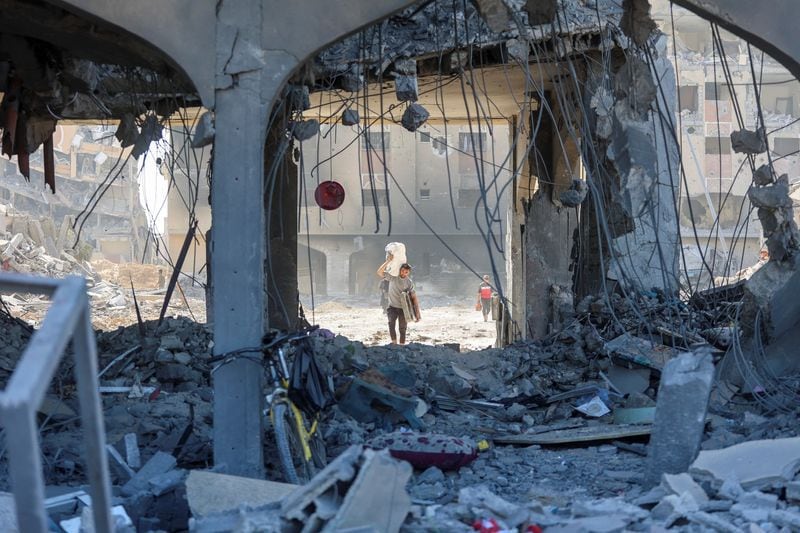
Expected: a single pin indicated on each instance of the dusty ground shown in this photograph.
(444, 320)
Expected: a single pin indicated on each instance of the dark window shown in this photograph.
(373, 139)
(468, 197)
(439, 144)
(718, 145)
(688, 97)
(466, 142)
(784, 106)
(717, 91)
(374, 191)
(782, 146)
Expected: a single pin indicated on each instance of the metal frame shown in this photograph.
(67, 319)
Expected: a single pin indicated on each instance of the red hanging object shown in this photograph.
(329, 195)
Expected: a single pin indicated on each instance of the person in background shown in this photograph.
(484, 303)
(399, 286)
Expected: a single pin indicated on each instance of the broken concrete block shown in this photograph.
(755, 463)
(674, 505)
(210, 493)
(541, 11)
(680, 414)
(163, 483)
(681, 483)
(350, 117)
(763, 175)
(369, 402)
(749, 142)
(424, 450)
(377, 500)
(480, 497)
(406, 89)
(414, 116)
(495, 13)
(793, 491)
(158, 464)
(575, 195)
(204, 132)
(171, 343)
(132, 456)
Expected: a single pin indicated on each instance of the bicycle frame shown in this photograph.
(280, 378)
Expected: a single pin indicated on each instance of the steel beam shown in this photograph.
(67, 318)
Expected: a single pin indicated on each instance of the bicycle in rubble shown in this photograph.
(298, 395)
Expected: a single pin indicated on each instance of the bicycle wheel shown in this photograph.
(290, 451)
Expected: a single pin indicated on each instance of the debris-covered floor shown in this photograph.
(551, 460)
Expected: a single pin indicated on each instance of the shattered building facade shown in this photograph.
(580, 223)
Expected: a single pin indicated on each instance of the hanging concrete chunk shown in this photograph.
(764, 175)
(749, 142)
(204, 132)
(414, 117)
(755, 463)
(304, 130)
(680, 414)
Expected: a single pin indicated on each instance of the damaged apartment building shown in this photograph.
(554, 144)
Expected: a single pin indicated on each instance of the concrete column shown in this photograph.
(237, 258)
(680, 414)
(338, 271)
(548, 226)
(280, 199)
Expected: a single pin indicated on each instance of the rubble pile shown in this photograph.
(549, 434)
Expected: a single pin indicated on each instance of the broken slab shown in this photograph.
(424, 450)
(377, 500)
(755, 463)
(210, 493)
(680, 414)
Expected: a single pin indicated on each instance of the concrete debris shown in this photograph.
(414, 116)
(425, 450)
(210, 493)
(495, 13)
(304, 129)
(575, 195)
(754, 464)
(406, 90)
(160, 463)
(680, 414)
(749, 142)
(777, 217)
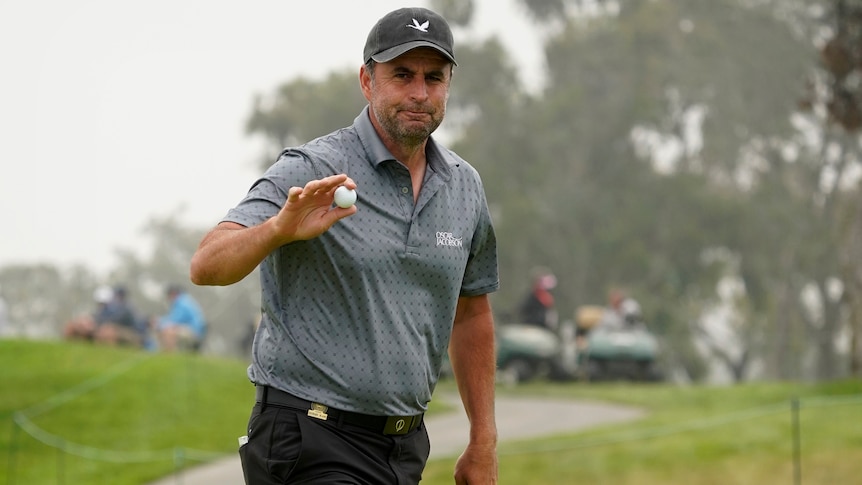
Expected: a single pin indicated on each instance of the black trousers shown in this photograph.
(286, 446)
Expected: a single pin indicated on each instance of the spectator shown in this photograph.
(84, 327)
(118, 324)
(538, 307)
(184, 326)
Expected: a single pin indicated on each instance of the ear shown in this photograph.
(365, 82)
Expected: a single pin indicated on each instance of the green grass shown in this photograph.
(122, 417)
(694, 435)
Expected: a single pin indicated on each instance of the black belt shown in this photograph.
(380, 424)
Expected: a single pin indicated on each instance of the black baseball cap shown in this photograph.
(405, 29)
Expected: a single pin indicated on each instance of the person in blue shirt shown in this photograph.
(184, 326)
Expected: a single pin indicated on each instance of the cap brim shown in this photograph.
(392, 53)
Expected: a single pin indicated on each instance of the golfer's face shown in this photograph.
(409, 93)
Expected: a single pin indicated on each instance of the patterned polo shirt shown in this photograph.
(359, 318)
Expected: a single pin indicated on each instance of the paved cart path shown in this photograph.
(517, 418)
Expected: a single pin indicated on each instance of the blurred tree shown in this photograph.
(456, 12)
(230, 311)
(834, 103)
(42, 298)
(303, 109)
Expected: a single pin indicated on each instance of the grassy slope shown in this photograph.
(166, 402)
(695, 435)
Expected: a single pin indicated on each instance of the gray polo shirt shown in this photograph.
(359, 318)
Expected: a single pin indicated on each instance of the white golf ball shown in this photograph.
(344, 197)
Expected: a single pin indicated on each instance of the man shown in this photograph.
(120, 325)
(184, 326)
(361, 303)
(538, 308)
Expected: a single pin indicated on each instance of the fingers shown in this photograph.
(323, 187)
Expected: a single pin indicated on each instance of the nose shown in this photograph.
(418, 89)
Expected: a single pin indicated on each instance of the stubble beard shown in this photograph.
(406, 135)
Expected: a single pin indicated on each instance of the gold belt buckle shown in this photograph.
(398, 424)
(318, 411)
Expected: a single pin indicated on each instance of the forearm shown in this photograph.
(473, 356)
(230, 252)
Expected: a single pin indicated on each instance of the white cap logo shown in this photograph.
(420, 27)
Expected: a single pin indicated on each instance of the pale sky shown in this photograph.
(114, 112)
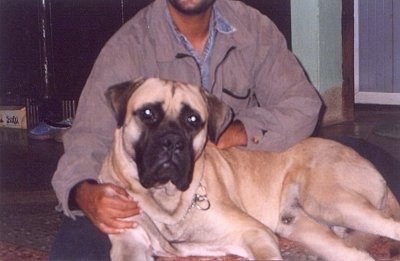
# # # # # # #
**REQUIRED WORK**
Starting at the line that holds "Expected: a single pin indicated on each instance of the pale", copy each line exactly through the end of the listing, both ends included. Leave the pictures out.

**WRITTEN ANSWER**
Expected: a single pin indicated on each instance of the pale sky shown in this photograph.
(114, 112)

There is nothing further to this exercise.